Guillaume Pigeard de Gurbert : l’art, hier & aujourd’hui

— Propos recueillis par : Christian Antourel —

g_p_gGuillaume Pigeard de Gurbert , professeur agrégé, docteur en philosophie, enseigne en khâgne .Membre du jury du Capes de philosophie. A enseigné la philosophie de l’art à l’institut Régional des Arts Visuels de la Martinique entre 2005 et 2010.
Nous l’avons rencontré au cours d’une série de conférences qu’il donnait aux Foudres Habitation Saint-Etienne

A propos de l’art du portrait selon le Titien, ne pensez vous pas qu’il est plus aisé de peindre un portrait en buste ou autres où l’expression du visage et le talent de l’artiste y sont répartis, dans un espace plus ample, et pour le Titien en particulier dans le travail des mains, que de se consacrer à la seule difficulté de la révélation du modelé du visage, et du caractère ?
L’originalité des portraits du Titien réside en effet dans le nouveau cadrage des personnages peints. Titien élargit le cadrage pour inclure les mains dans le portrait. Avant lui les portraits se concentrent sur le visage et ne descendent pas au-dessous de la poitrine. Titien, lui, réalise des portraits « en main », autrement dit à mi-corps. C’est de ce point de vue l’inventeur de ce qu’on appellera au cinéma le plan américain, comme me l’a fait remarquer le photographe J.-L. de Laguarigue. C’est que les mains parlent autant que le regard. Les mains ne sont pas des membres du corps mais des fonctions de l’âme. De ce point de vue, chez Titien la Renaissance n’est pas le retour au modèle de la sculpture antique mais la reprise de la philosophie grecque. Aristote disait que « l’âme est comparable à la main. » Les mains d’un personnage, la position de son poignet, la direction de ses doigts incarnent son état d’esprit et sa personnalité. Faire un portrait ce n’est plus peindre les traits du visage mais, si l’on peut dire, saisir les traits des mains. A cet égard, L’homme au gant est un portrait emblématique de l’art du Titien : le corps du personnage disparaît dans l’obscurité du décor avec lequel il se confond pour souligner deux éclats de lumière : le front et les mains. Lorsque Titien fait son autoportrait à la fin de sa vie, il se représente, comme de juste, un pinceau à la main.

ITEMS AFFICHÉS:

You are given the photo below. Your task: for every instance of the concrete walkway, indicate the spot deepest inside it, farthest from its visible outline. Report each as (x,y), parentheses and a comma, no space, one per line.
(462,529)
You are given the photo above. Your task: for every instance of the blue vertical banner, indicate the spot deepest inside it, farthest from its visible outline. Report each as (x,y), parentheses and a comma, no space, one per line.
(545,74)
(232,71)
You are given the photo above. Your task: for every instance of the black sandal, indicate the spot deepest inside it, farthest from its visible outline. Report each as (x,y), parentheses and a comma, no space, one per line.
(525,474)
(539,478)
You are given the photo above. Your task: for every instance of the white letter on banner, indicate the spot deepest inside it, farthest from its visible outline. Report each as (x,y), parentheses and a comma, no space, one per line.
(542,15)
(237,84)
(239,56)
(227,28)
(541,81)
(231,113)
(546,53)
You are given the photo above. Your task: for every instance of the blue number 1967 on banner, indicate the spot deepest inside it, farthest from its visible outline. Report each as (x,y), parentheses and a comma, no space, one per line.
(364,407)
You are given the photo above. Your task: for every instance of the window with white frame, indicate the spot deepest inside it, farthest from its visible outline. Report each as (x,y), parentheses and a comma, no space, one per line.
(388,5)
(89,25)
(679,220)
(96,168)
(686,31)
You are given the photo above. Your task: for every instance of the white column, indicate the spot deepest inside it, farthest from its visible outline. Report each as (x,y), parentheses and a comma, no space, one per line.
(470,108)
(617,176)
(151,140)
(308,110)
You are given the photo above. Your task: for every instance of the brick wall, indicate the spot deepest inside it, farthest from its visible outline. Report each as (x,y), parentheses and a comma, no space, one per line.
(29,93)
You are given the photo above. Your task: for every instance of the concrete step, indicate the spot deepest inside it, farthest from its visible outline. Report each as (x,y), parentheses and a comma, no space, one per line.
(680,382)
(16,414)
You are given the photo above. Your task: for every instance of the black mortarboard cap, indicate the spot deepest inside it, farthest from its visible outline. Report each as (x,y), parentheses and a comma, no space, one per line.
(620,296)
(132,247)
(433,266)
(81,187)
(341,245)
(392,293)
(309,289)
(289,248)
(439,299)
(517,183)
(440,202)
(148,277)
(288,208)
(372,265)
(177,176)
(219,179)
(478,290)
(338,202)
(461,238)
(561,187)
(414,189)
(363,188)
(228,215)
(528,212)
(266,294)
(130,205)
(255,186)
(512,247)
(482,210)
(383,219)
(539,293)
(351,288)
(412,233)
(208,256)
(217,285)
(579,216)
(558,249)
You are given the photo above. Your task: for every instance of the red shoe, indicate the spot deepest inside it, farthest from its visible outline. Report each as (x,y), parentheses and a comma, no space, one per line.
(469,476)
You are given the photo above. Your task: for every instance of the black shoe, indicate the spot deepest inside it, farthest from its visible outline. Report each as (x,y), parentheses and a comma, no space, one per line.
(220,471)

CONSIGNE:
Répondez à ces questions à partir de l'extrait :
1. Entre quelles années Guillaume Pigeard de Gurbert a-t-il enseigné la philosophie de l'art à l'institut Régional des Arts Visuels de la Martinique ?
2. De quel plan de cinéma Titien est-il présenté comme l'inventeur ?
3. Que tient Titien dans l'autoportrait qu'il fait à la fin de sa vie ?

RÉPONSE:
1. Entre 2005 et 2010.
2. Du plan américain.
3. Un pinceau.